◆ Kutipan Sumber
****

Meskipun demikian kita tidak menutup mata bahwa memang ada pendapat-pendapat yang dikemukakan oleh Ulama pengikut masing-masing Madzhab yang mayoritasnya bertentangan dengan pendapat yang mu'tamad dalam Madzhab masing-masing.

Karena mengingat Rata-rata mereka yang memperbolehkan Guru-guru Agama itu berhak menerima Zakat Fitroh karena berdalih dengan beberapa referensi dari kitab-kitab lintas Madzhab yang empat tsb.



Berikut yang bisa saya tulis :


1. Perkataan Al-Imam Alqoffal seperti yang disebutkan Oleh Al-Imam Alfakhru Ar-rozie didalam Tafsirnya yang kemudian dikutip Oleh As syekh Muhammad Nawawie Bin Umar Albantenie didalam Tafsirnya Marahullabid / Attafsirulmunir


ونقل القفال عن بعض الفقهاء أنهم اجازوا صرف الصدقات إلى جميع وجوه الخير من تكفين الموتى وبناء الحصون وعمارة المسجد لان قوله تعالى فى سبيل الله عام فى الكل ( تفسير المنير الجزء الأول ص ٢٤٤ )

****

◆ Baris Data

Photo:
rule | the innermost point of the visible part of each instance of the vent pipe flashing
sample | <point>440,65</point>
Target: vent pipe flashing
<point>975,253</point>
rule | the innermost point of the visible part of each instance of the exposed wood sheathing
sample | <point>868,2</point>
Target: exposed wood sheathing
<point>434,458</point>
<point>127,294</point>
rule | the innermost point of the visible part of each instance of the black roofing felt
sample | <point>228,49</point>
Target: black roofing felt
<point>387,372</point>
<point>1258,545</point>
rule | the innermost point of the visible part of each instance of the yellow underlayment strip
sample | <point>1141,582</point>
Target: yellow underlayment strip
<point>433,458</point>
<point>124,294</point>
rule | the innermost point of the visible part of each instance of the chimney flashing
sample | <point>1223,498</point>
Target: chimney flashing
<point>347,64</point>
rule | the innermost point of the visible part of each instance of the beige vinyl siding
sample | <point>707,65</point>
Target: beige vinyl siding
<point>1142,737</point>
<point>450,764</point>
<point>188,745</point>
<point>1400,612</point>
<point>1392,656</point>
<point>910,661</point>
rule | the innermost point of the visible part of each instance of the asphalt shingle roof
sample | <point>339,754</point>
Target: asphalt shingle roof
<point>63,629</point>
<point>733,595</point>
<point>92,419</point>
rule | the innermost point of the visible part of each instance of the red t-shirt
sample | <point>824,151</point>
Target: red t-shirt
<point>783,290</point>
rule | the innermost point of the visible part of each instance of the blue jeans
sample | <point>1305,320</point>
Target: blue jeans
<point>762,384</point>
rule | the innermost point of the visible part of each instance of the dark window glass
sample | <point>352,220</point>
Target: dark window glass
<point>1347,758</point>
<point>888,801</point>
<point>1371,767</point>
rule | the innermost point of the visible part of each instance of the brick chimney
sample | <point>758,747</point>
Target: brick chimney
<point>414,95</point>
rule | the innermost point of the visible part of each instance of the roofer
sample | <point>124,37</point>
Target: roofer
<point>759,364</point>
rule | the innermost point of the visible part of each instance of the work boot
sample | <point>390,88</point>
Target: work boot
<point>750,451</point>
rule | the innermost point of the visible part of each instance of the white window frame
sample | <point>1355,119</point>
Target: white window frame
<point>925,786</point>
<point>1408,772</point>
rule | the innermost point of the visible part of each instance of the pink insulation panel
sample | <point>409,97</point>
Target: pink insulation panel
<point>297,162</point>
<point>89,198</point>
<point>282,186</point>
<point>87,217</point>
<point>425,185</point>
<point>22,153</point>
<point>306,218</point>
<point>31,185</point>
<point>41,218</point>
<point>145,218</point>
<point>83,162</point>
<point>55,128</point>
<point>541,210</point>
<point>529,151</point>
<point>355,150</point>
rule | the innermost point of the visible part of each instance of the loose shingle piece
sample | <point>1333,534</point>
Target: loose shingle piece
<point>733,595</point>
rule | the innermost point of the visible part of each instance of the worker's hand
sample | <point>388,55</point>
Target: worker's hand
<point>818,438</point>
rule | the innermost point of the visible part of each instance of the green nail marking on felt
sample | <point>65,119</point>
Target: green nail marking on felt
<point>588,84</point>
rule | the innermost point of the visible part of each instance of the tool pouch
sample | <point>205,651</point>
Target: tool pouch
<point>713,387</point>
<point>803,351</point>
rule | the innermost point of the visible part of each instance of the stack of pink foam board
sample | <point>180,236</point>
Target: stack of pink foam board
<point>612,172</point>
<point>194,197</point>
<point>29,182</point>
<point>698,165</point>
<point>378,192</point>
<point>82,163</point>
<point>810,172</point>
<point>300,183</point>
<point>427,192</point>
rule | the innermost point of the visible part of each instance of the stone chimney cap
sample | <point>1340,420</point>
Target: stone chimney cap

****

◆ Daftar Tugas
1 – Tentukan apakah tiap pernyataan berikut sesuai dengan kutipan tentang zakat fitrah. Jawab ya atau tidak, lalu kutip persis kata-kata penentunya dari kutipan.
(a) Perkataan Al-Imam Alqoffal disebutkan oleh Al-Imam Alfakhru Ar-rozie dalam tafsirnya.
(b) Mereka yang membolehkan guru agama menerima zakat fitrah hanya berpegang pada kitab dari satu madzhab.
(c) Pendapat para ulama pengikut tiap madzhab itu sebagian besar sejalan dengan pendapat yang mu'tamad dalam madzhabnya.
2 – Salin tanpa perubahan bagian kutipan tentang zakat fitrah yang dibuka dengan kata-kata berisi "Karena mengingat Rata-rata" dan ditutup dengan "الأول ص ٢٤٤ )".
Baris-baris data di atas merupakan bahan tersendiri yang terpisah dari kutipan sumber.

◆ Jawaban Latihan
1 –
(a) Ya: "seperti yang disebutkan Oleh Al-Imam Alfakhru Ar-rozie didalam Tafsirnya"
(b) Tidak: "beberapa referensi dari kitab-kitab lintas Madzhab yang empat tsb."
(c) Tidak: "yang mayoritasnya bertentangan dengan pendapat yang mu'tamad dalam Madzhab masing-masing"

2 –
Karena mengingat Rata-rata mereka yang memperbolehkan Guru-guru Agama itu berhak menerima Zakat Fitroh karena berdalih dengan beberapa referensi dari kitab-kitab lintas Madzhab yang empat tsb.



Berikut yang bisa saya tulis :


1. Perkataan Al-Imam Alqoffal seperti yang disebutkan Oleh Al-Imam Alfakhru Ar-rozie didalam Tafsirnya yang kemudian dikutip Oleh As syekh Muhammad Nawawie Bin Umar Albantenie didalam Tafsirnya Marahullabid / Attafsirulmunir


ونقل القفال عن بعض الفقهاء أنهم اجازوا صرف الصدقات إلى جميع وجوه الخير من تكفين الموتى وبناء الحصون وعمارة المسجد لان قوله تعالى فى سبيل الله عام فى الكل ( تفسير المنير الجزء الأول ص ٢٤٤ )